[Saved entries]

——

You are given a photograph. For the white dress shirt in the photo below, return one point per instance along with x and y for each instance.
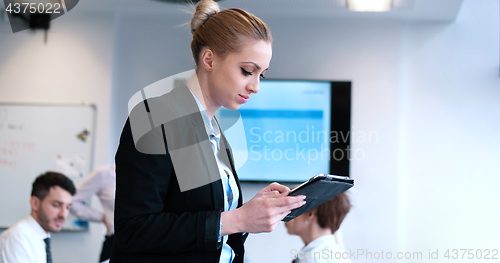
(23, 242)
(101, 182)
(323, 249)
(227, 177)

——

= Exercise instructions =
Reproduce all of the material above word for word, leaving out the pictures.

= Response to this task =
You are given a photograph. For the white dress shirt in the photo below, return one point per instance along with x and y for each instance.
(23, 242)
(101, 182)
(323, 249)
(227, 177)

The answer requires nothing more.